Quote exactly the lines running from the line with "I would be grateful if you could tag the red christmas" to the end of the entries, including both, and nothing else.

# # # # #

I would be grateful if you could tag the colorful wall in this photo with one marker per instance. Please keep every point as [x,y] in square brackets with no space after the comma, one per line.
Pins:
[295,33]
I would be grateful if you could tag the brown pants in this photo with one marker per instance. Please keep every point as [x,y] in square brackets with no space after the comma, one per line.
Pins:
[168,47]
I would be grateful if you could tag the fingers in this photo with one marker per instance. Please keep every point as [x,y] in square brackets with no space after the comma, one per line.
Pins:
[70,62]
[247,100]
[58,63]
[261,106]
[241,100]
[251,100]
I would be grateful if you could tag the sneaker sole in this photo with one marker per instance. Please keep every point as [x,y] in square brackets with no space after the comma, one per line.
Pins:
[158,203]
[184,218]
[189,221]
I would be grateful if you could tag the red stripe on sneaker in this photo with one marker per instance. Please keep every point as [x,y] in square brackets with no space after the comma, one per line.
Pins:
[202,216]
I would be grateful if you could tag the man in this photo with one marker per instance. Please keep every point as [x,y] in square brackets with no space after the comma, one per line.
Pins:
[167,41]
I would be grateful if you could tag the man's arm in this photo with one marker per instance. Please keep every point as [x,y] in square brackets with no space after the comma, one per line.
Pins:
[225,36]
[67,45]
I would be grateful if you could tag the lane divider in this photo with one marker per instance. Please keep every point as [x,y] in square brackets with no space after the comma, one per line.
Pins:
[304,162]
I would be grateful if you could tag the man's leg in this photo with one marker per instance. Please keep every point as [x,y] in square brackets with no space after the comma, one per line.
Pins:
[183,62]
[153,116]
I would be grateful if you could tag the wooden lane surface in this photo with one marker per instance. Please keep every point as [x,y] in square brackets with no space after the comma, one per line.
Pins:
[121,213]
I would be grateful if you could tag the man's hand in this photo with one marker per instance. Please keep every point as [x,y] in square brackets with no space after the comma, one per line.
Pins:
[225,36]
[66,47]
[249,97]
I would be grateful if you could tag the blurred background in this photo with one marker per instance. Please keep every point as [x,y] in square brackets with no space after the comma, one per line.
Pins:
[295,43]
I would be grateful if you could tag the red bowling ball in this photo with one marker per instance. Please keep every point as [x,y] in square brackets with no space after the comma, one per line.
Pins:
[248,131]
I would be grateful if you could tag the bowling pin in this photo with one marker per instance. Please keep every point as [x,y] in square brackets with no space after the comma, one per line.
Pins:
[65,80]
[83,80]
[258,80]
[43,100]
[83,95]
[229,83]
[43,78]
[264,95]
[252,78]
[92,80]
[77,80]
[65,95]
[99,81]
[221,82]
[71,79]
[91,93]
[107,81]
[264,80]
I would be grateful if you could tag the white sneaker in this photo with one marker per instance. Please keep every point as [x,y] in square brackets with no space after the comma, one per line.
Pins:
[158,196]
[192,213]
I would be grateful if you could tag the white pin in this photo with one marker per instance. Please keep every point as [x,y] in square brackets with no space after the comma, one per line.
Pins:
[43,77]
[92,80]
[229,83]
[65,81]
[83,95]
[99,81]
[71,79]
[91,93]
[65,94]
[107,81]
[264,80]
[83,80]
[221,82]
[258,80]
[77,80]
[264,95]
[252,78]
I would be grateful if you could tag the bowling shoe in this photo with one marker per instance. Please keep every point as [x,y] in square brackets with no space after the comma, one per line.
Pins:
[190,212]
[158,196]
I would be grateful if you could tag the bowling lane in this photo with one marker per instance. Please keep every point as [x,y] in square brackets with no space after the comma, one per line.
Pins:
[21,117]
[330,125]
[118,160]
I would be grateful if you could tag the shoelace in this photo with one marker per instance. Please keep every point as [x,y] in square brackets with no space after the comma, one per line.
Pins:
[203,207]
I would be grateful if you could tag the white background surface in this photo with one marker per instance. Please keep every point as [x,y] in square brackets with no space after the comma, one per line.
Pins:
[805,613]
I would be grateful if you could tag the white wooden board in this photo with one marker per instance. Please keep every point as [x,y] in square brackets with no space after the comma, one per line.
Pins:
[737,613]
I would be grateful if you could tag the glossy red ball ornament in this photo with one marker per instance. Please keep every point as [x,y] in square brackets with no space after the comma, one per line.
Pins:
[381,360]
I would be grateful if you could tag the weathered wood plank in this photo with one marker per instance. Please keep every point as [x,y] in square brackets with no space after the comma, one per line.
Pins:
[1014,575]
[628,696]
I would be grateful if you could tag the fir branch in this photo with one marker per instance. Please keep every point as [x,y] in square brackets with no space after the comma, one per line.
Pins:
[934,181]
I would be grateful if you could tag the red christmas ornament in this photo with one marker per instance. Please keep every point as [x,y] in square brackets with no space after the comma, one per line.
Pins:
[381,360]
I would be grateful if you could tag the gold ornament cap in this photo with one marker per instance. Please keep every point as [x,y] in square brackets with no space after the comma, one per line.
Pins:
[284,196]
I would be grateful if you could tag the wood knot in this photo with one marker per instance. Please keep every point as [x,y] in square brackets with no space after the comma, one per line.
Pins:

# # # # #

Result ::
I would be grateful if you could tag the red christmas ornament in this photo with one marker per instance. Please keep every point as [x,y] in square brackets with no space after the comma, one per line.
Pins:
[381,360]
I would be grateful if you could tag the gold ornament cap in this photo with one marker per instance. Please keep every point as [x,y] in square brackets with no space after the comma, one per line.
Pins:
[284,196]
I would be grateful if you could tag the wood knot in this photo with one marker per instance. Please keep every point as [x,y] in square brackets with no space after the comma, one per line.
Pins:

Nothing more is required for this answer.